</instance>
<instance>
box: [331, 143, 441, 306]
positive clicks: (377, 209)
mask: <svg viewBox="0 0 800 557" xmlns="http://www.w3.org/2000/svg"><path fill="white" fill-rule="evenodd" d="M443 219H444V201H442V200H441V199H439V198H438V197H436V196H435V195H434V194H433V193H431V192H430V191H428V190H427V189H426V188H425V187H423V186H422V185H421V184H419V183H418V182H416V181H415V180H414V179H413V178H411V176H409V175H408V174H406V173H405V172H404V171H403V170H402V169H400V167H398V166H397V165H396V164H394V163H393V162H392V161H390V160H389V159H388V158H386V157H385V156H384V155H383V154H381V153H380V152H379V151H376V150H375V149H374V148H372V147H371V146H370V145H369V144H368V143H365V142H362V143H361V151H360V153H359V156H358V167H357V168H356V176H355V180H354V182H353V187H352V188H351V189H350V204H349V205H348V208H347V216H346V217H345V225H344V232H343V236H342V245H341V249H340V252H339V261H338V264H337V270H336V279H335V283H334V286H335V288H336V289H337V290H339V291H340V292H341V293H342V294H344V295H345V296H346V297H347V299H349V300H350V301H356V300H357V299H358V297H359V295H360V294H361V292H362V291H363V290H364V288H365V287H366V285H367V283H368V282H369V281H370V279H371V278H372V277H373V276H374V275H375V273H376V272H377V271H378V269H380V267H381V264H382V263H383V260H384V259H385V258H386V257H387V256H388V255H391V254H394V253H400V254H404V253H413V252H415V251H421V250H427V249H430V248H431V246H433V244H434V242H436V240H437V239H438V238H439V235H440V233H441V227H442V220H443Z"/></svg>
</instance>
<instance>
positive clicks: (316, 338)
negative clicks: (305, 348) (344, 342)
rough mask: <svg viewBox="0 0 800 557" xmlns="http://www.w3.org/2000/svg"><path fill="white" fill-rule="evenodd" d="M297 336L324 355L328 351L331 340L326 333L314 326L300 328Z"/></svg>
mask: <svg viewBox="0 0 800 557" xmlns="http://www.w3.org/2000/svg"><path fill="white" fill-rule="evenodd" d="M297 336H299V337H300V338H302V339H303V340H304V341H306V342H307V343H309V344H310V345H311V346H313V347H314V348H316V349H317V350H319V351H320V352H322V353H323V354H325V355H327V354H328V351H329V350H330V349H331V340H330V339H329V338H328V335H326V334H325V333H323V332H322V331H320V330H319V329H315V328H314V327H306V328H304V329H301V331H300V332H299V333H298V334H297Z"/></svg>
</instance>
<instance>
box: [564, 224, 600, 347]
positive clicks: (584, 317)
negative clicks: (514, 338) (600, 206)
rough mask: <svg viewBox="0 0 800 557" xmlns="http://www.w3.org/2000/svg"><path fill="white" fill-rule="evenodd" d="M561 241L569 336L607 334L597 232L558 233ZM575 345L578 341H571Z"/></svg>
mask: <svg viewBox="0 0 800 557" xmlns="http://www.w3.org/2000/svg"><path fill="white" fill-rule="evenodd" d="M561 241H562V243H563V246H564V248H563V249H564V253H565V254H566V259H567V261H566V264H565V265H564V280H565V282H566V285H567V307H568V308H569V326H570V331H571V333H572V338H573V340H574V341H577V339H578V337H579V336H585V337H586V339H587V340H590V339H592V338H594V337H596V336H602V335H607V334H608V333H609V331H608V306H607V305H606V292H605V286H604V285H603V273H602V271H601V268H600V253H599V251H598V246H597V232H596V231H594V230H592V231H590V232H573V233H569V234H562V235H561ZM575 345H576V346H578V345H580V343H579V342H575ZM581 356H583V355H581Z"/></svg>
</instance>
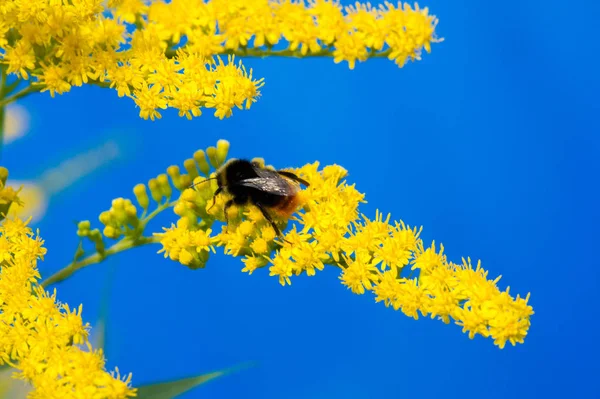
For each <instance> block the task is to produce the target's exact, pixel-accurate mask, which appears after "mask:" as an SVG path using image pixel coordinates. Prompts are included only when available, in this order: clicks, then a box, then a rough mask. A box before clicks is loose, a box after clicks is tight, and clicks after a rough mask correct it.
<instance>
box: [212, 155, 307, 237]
mask: <svg viewBox="0 0 600 399" xmlns="http://www.w3.org/2000/svg"><path fill="white" fill-rule="evenodd" d="M284 176H285V177H284ZM288 179H291V180H295V181H296V182H297V183H301V184H304V185H308V183H307V182H306V181H304V180H302V179H300V178H298V177H297V176H296V175H294V174H293V173H291V172H287V171H281V170H279V171H277V170H270V169H265V168H263V167H261V166H260V165H259V164H256V163H253V162H249V161H246V160H243V159H234V160H231V161H229V162H228V163H227V164H225V165H224V166H223V167H222V168H221V169H220V170H219V171H218V172H217V183H218V186H219V189H218V190H217V192H216V193H215V195H216V194H218V193H219V192H221V191H225V192H227V193H229V194H230V195H231V196H232V198H231V199H230V200H229V201H228V202H227V203H226V204H225V216H226V217H227V208H229V206H231V205H232V204H237V205H245V204H247V203H252V204H253V205H256V206H257V207H258V208H259V209H260V210H261V212H262V213H263V215H264V216H265V218H266V219H267V220H268V221H269V222H270V223H271V225H272V226H273V228H274V229H275V232H276V233H277V235H281V232H280V231H279V229H278V227H277V226H276V225H275V223H274V222H273V220H272V219H271V216H270V215H269V212H267V210H269V209H272V210H274V211H277V212H278V213H283V214H285V215H288V216H289V215H291V213H292V212H293V211H294V209H295V208H296V207H297V203H298V201H297V196H296V194H297V191H298V190H297V186H295V185H293V184H292V183H291V181H290V180H288ZM213 203H214V201H213Z"/></svg>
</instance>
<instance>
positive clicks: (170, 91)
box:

****

▶ **EXERCISE OBJECTIVE**: Retype, character for character, everything from the very first line down to the line that contains "positive clicks: (377, 209)", including both of those lines.

▶ **EXPECTED ANSWER**:
</instance>
<instance>
box: [331, 143, 441, 306]
positive clicks: (377, 209)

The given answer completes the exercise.